**CONSIGNE DONNÉE 1**:
Répondez aux questions suivantes à partir de l'article sur la fable des enfants du duc de Nemours :
(a) En quelle année a paru « Erreurs et mensonges historiques » ?
(b) Selon l'article, qui a accrédité cette fable au XVIIIe siècle ?
(c) Quelles années de naissance et de mort l'article donne-t-il pour Charles Pinot-Duclos ?
**CONSIGNE DONNÉE 2**:
Relevez dans l'article sur la fable des enfants du duc de Nemours tous les groupes qui, selon Charles Barthélemy, éprouvent pour Louis XI une répulsion profonde.
═════ BLOC DE TEXTE ═════
LA FRANCE PITTORESQUE
Fable des enfants du duc de Nemours
visant à ternir l’image de Louis XI
(D’après « Erreurs et mensonges historiques » (tome 2), paru en 1864)
Publié le dimanche 12 janvier 2014, par Redaction
Imprimer cet article
En 1864, l’historien Charles Barthélemy, traquant les erreurs et mensonges historiques, explique comment la fable des enfants du duc de Nemours — qui fut de tous les complots contre Louis XI — selon laquelle ces derniers furent contraints de recevoir le sang coulant de l’échafaud au moment de l’exécution de leur père, fut notamment accréditée par Voltaire, afin de conférer au monarque une réputation d’odieux tyran
 

Les philosophes, ainsi que les protestants et nos libres penseurs, leurs dignes petits-fils, ont toujours éprouvé et ressentiront sans cesse pour Louis XI une répulsion profonde, écrit Charles Barthélemy ; le grand grief de ce prince, à leurs yeux, c’est d’avoir été dévot comme ils ne voudraient pas que les rois le fussent. Ils ont bien leurs raisons pour cela. Aussi, ont-ils cherché et sont-ils parvenus à rendre tellement odieuse, ou tout au moins tellement suspecte, la mémoire de ce monarque, que, pour bien des esprits, Louis XI se place naturellement entre Tibère et Galigula.

Que de mensonges à cet égard ! On en ferait un volume et même plus, ajoute notre historien, qui explique qu’il n’est question ici que faire justice prompte, bonne et entière d’un seul de ces gros mensonges, celui qui est relatif aux enfants de Nemours, placés (dit-on) par ordre de Louis XI sous l’échafaud de leur père pour recevoir son sang sur les blanches robes dont on les avait revêtus.

Exécution de Jacques d'Armagnac, duc de Nemours

Exécution de Jacques d’Armagnac, duc de Nemours

Avant de dire ce qu’il faut penser d’une aussi monstrueuse fable, accréditée, au XVIIIe siècle, par Voltaire, voyons quel grand criminel ce fut que ce Nemours. Ecoutons un historien du XVIIIe siècle, Charles Pinot-Duclos (1704-1772), peu suspect d’enthousiasme pour Louis XI, dont il écrivit l’histoire, d’ailleurs assez superficielle.

« Le duc de Nemours qui, malgré les obligations qu’il avait au roi, entrait dans tous les complots, s’était engagé dans le parti d’Armagnac, aîné de sa maison.

« Le comte d’Armagnac était un de ces seigneurs qui n’étaient ennemis de l’autorité légitime que pour devenir des tyrans. Il se croyait trop puissant pour obéir, et il l’était trop peu pour se faire obéir lui-même, et maintenir la discipline parmi des troupes qui ne le servaient que pour vivre dans la licence. Il ne s’attachait les gentilshommes ses vassaux, qu’en souffrant qu’ils opprimassent les leurs. Armagnac était enfin un de ces exemples qui prouvent que la tyrannie se soutient souvent par bassesse, et que la puissance légitime, quand celui qui en est revêtu n’en abuse pas, est le plus favorable au bonheur des peuples.
═════ EXTRAIT DE DONNÉES ═════
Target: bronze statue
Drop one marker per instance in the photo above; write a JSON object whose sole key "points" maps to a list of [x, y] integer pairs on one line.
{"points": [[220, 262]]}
═════
**RÉPONSE COMPLÈTE 1**:
(a) En 1864.
(b) Voltaire.
(c) 1704 et 1772.

**RÉPONSE COMPLÈTE 2**:
Les philosophes, les protestants et les libres penseurs.